#### EXCERPT TO READ:
::::
Berrys started operating a service between Somerset and London in 1981 following deregulation of the UK coach industry by the Transport Act 1980. Today it operates five services under the 'Superfast' brand in each direction to and from Hammersmith bus station in London over three routes:
- Superfast 1 - Wellington, Taunton, North Petherton, Bridgwater
- Superfast 2 - Taunton, Ilminster, South Petherton, Yeovil, Ilchester, RNAS Yeovilton, Wincanton
- Superfast 3 - Taunton, Street, Glastonbury, Wells, Shepton Mallet, Frome, Warminster, Codford, Amesbury
(The order of towns is shown here from Somerset towards London)

==Other operations==
Berrys Coaches run a programme of tours offering a variety of inclusive and coach-only day trips. They also operate home-to-school transport for Somerset Council and other customers, as of 2021 transporting more than 1,600 students each school day. It began operating services under contract to FlixBus from 2022 between Plymouth and London via Taunton and between Taunton and Newcastle upon Tyne from 2023.

Its workshop and maintenance facilities were expanded to provide services to external to both other PSV operators and local HGV operators. These include vehicle inspection, repairs and maintenance and an ATF approved testing lane.
::::
#### WHAT YOU WILL DO:
a) Write out, word for word, the part of the Berrys Coaches passage that opens with the words containing "Its workshop and" and closes with "approved testing lane.".
b) Extend the passage about Berrys Coaches, starting right after its final sentence.

#### RECORD EXTRACTS:
::::
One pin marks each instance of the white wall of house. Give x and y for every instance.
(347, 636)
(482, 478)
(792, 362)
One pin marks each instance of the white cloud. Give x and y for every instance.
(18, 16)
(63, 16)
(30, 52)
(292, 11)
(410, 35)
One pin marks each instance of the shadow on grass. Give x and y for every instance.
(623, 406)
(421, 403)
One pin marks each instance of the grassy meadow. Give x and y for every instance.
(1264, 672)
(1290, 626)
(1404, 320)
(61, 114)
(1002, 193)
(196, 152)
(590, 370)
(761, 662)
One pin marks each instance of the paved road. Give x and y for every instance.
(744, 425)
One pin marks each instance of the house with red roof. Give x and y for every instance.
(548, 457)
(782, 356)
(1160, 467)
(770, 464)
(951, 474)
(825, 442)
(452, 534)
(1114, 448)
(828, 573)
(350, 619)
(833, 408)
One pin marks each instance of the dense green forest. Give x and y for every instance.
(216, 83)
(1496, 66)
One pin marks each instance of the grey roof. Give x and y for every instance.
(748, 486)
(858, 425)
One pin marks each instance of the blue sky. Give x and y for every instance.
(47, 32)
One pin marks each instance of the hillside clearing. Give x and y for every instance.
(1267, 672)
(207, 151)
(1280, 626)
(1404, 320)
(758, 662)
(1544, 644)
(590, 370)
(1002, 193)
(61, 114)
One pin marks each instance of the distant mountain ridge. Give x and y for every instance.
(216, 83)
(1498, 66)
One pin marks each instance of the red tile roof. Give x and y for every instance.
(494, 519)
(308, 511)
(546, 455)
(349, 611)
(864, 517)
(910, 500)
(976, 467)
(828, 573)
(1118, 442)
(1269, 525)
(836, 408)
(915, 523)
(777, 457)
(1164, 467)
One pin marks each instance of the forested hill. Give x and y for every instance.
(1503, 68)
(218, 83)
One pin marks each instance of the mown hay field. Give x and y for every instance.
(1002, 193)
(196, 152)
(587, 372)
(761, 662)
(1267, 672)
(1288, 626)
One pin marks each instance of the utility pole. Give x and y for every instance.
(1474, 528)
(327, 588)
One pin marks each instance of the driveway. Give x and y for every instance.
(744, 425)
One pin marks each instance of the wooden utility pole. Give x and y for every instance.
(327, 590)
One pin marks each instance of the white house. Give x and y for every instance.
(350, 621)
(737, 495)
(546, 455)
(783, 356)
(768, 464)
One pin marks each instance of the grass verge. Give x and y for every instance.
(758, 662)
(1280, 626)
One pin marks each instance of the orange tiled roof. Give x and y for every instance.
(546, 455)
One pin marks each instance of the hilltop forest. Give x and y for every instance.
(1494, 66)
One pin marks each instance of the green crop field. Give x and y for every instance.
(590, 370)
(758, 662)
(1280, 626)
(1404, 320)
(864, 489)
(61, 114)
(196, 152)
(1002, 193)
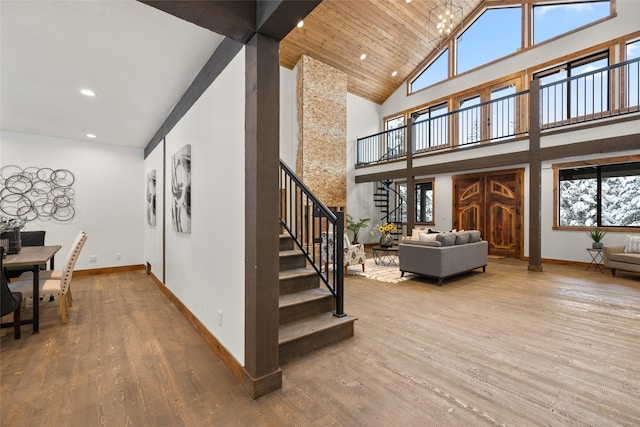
::::
#### YOUR RESPONSES:
a)
Its workshop and maintenance facilities were expanded to provide services to external to both other PSV operators and local HGV operators. These include vehicle inspection, repairs and maintenance and an ATF approved testing lane.

b)
Berrys operated local services around Taunton in the 1990s under the Beaver Bus brand using Bristol VRT double-deck buses in competition with Southern National.

==Fleet==
Berrys operate a fleet of buses, coaches and executive minibuses for their own services and private hire work. These range from 16 to 78 seats.

After World War II the company operated a fleet based for a long time on Plaxton bodies and Bedford chassis. In the 1980s, as the company had preferred Volvo chassis, they began purchasing the first Van Hool bodied coaches, which still today form a large part of the Superfast and Executive fleet. The local school and tour fleet is based mainly on VDL Futura coaches.